Work to complete: Please rewrite the entries below from the line with "Where can the blurred" through the end of the entries, including the requests unchanged. Scale every coordinate in the answers by 0.25 and round each to a whole number, rounding halves up.

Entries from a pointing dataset
+ + + +
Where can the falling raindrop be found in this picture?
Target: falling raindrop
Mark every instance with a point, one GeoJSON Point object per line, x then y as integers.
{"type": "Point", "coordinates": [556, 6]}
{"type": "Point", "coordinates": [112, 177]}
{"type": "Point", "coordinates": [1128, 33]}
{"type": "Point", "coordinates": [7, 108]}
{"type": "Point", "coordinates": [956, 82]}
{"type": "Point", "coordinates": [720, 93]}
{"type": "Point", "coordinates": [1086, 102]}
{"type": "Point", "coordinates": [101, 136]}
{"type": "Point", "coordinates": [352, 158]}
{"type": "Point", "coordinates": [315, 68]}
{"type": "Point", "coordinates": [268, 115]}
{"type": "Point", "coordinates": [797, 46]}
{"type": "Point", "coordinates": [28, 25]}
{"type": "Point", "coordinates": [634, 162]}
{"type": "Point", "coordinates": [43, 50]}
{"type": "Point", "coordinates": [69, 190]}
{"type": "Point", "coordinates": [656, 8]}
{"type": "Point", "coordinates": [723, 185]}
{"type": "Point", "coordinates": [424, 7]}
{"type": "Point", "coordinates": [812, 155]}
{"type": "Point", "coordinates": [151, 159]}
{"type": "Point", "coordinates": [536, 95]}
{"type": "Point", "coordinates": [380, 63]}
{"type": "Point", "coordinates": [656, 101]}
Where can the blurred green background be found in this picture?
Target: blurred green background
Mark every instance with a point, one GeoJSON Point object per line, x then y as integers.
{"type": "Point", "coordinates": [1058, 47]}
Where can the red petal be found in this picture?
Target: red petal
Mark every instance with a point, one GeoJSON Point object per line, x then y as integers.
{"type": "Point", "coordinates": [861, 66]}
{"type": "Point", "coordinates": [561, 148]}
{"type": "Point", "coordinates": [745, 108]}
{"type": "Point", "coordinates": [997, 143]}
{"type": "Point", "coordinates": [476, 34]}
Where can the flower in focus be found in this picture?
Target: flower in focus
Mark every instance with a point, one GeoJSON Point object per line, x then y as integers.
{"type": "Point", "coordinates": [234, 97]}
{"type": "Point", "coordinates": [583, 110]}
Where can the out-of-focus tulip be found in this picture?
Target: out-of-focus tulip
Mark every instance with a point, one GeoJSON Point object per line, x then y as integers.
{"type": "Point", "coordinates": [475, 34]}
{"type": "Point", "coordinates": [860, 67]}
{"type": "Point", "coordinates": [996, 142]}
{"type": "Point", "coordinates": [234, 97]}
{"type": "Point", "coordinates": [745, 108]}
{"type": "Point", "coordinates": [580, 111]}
+ + + +
Response for this exercise:
Where can the blurred green background be found in this picture?
Target: blurred green background
Mark every instance with a point, one GeoJSON Point object per line, x then y as integers.
{"type": "Point", "coordinates": [265, 12]}
Where can the red petal be found in this picture?
Target: red petal
Mark every instance with a point, one GeoJSON Point object per line, x then y as integers.
{"type": "Point", "coordinates": [215, 17]}
{"type": "Point", "coordinates": [140, 37]}
{"type": "Point", "coordinates": [186, 27]}
{"type": "Point", "coordinates": [249, 36]}
{"type": "Point", "coordinates": [119, 9]}
Where can the flower in focus be found in this picture?
Target: flower in focus
Mark every instance with a point, one GeoJSON Point object per line, x then y as integers.
{"type": "Point", "coordinates": [59, 24]}
{"type": "Point", "coordinates": [146, 28]}
Where can the out-of-focus tulip be found in this picture?
Target: out-of-focus tulip
Mark every instance with a point, one GeoJSON Point object per line, x then y as integers.
{"type": "Point", "coordinates": [119, 9]}
{"type": "Point", "coordinates": [215, 17]}
{"type": "Point", "coordinates": [249, 36]}
{"type": "Point", "coordinates": [59, 24]}
{"type": "Point", "coordinates": [186, 27]}
{"type": "Point", "coordinates": [145, 28]}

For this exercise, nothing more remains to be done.